Copy the listing below from its beginning up to and including the line with "x=261 y=1098", keeping the requests, and multiply every x and y coordinate in the answers by 1.1, rounding to the nearest whole number with halves going up.
-- Start --
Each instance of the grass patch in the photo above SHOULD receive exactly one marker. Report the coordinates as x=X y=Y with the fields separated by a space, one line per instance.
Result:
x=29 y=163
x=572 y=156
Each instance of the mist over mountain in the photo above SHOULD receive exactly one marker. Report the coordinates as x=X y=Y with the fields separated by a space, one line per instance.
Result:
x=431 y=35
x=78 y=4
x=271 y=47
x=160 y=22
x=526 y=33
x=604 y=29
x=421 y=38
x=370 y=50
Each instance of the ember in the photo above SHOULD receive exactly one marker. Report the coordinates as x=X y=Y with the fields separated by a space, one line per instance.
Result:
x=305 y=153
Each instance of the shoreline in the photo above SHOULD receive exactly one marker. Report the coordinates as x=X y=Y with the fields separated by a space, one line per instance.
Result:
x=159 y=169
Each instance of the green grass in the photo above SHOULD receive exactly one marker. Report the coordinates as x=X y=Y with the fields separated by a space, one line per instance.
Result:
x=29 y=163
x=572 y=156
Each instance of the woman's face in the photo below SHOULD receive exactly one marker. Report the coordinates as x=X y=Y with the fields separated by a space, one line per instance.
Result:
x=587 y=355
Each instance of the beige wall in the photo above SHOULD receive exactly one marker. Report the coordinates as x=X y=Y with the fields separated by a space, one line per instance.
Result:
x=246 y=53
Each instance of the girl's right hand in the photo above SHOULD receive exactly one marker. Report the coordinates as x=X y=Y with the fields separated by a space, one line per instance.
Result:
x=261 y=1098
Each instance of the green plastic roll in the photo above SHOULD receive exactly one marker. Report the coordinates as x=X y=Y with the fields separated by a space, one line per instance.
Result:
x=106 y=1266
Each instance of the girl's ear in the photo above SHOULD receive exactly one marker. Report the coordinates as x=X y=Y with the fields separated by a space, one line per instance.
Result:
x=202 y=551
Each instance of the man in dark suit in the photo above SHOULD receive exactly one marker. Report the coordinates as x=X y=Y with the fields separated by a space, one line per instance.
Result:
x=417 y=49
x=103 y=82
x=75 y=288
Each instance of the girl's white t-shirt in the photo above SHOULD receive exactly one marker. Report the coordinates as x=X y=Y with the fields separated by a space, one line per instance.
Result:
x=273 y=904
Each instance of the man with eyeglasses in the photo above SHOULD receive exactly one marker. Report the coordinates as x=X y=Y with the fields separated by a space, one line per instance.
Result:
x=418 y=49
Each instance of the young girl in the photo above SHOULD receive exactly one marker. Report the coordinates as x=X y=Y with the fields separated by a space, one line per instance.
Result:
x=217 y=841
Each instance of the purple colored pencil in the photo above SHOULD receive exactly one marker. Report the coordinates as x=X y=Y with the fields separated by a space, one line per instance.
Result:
-- End --
Expected output -
Each instance of the grass patch in the photo above SHOULD receive exactly one marker. Report the coordinates as x=X y=Y with the fields separated by a space, one line per instance.
Result:
x=32 y=179
x=629 y=172
Each instance of the mist over mountain in the photo above SHOULD receive exactly one marker. Report the coordinates as x=X y=Y with the fields separated by a space, one line per instance.
Result:
x=474 y=39
x=86 y=4
x=298 y=52
x=176 y=24
x=579 y=36
x=664 y=32
x=463 y=42
x=407 y=55
Each instance of the ember in the photo above SHOULD receive exactly one marker. Report the coordinates as x=X y=Y with the fields separated by a space, one line per instance.
Result:
x=336 y=168
Each instance of the shoreline in the photo above SHOULD receive exactly one marker. Report the coordinates as x=X y=Y with the fields separated by a space, one line per instance.
Result:
x=175 y=186
Each instance of the green grass in the photo above SHOULD receive exactly one marker. Report the coordinates as x=X y=Y with the fields separated by a space, one line per instance.
Result:
x=32 y=179
x=629 y=172
Each instance of the woman's face in the photo below SHOULD receive exactly one marker. Report the coordinates as x=X y=Y with the fields separated by a space, one line per instance.
Result:
x=646 y=391
Each instance of the beige wall in the photo above SHOULD receive exactly one marker. Report the coordinates as x=X y=Y with the fields separated by a space, one line per instance.
Result:
x=271 y=58
Each instance of the girl's right hand in the photo above SHOULD receive exactly one marker. Report the coordinates as x=X y=Y with the fields separated by a space, one line per instance.
Result:
x=287 y=1208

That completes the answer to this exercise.